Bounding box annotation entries
____

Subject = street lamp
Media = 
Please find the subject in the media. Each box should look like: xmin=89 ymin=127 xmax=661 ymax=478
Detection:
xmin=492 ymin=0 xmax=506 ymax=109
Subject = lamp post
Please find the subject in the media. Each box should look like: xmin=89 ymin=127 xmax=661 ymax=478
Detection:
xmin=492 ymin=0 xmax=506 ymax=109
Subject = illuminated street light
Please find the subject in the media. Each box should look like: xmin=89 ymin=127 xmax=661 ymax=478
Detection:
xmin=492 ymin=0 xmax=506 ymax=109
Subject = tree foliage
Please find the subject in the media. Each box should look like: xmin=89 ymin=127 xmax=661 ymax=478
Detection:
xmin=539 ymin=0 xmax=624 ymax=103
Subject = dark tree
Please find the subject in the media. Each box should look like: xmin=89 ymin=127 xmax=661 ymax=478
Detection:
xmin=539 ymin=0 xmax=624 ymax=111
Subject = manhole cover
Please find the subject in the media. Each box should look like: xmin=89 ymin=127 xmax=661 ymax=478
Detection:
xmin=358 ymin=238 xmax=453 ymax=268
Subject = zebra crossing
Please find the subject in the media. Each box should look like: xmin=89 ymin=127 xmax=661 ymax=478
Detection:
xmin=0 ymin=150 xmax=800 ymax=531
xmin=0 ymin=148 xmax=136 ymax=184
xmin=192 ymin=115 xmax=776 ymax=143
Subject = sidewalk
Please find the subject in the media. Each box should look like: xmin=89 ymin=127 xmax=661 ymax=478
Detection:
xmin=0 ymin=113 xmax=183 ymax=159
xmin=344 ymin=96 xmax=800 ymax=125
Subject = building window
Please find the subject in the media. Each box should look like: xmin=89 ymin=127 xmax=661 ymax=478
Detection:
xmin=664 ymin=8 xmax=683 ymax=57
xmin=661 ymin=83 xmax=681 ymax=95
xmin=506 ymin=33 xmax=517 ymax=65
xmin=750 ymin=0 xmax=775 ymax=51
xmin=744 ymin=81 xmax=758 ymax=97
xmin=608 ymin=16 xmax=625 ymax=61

____

What this task involves ▸
Rewrite every line of the listing above as a numbered list, leaving out any blank lines.

Reply to the task ▸
1. Subject = street lamp
2. Media = 
3. Please find the subject in the media. Each box should look like: xmin=89 ymin=127 xmax=661 ymax=478
4. Detection:
5. xmin=492 ymin=0 xmax=506 ymax=109
6. Subject = lamp post
7. Please find the subject in the media. Each box should look like: xmin=89 ymin=127 xmax=661 ymax=478
8. Detection:
9. xmin=492 ymin=0 xmax=506 ymax=109
10. Subject = illuminated street light
11. Please find the subject in the media. Each box should look like: xmin=89 ymin=127 xmax=661 ymax=478
12. Detection:
13. xmin=492 ymin=0 xmax=506 ymax=109
14. Subject = tree foliage
15. Please find the subject in the media. Each box should look like: xmin=89 ymin=127 xmax=661 ymax=478
16. Detection:
17. xmin=539 ymin=0 xmax=624 ymax=103
18. Subject = dark tree
19. Please find the subject in the media. Each box should look like: xmin=89 ymin=127 xmax=661 ymax=478
20. Detection:
21. xmin=539 ymin=0 xmax=624 ymax=111
22. Subject = manhole cover
23. Please find the subject in the media. Each box should look like: xmin=89 ymin=127 xmax=661 ymax=478
24. Detection:
25. xmin=358 ymin=238 xmax=453 ymax=268
26. Subject = zebra crossing
27. Please find the subject in the media. Each box should look like: xmin=89 ymin=127 xmax=661 ymax=478
28. Detection:
29. xmin=0 ymin=150 xmax=800 ymax=531
30. xmin=0 ymin=148 xmax=136 ymax=184
31. xmin=192 ymin=115 xmax=776 ymax=143
32. Subject = sidewalk
33. Please find the subject in the media. Each box should look like: xmin=89 ymin=127 xmax=661 ymax=478
34. Detection:
35. xmin=0 ymin=113 xmax=183 ymax=159
36. xmin=344 ymin=96 xmax=800 ymax=125
37. Subject = building window
38. Please find the subject in the media. Each box should look like: xmin=89 ymin=127 xmax=661 ymax=478
39. Detection:
40. xmin=664 ymin=8 xmax=683 ymax=57
41. xmin=661 ymin=83 xmax=681 ymax=95
42. xmin=506 ymin=33 xmax=517 ymax=65
43. xmin=750 ymin=0 xmax=775 ymax=51
44. xmin=744 ymin=81 xmax=758 ymax=97
45. xmin=608 ymin=16 xmax=625 ymax=61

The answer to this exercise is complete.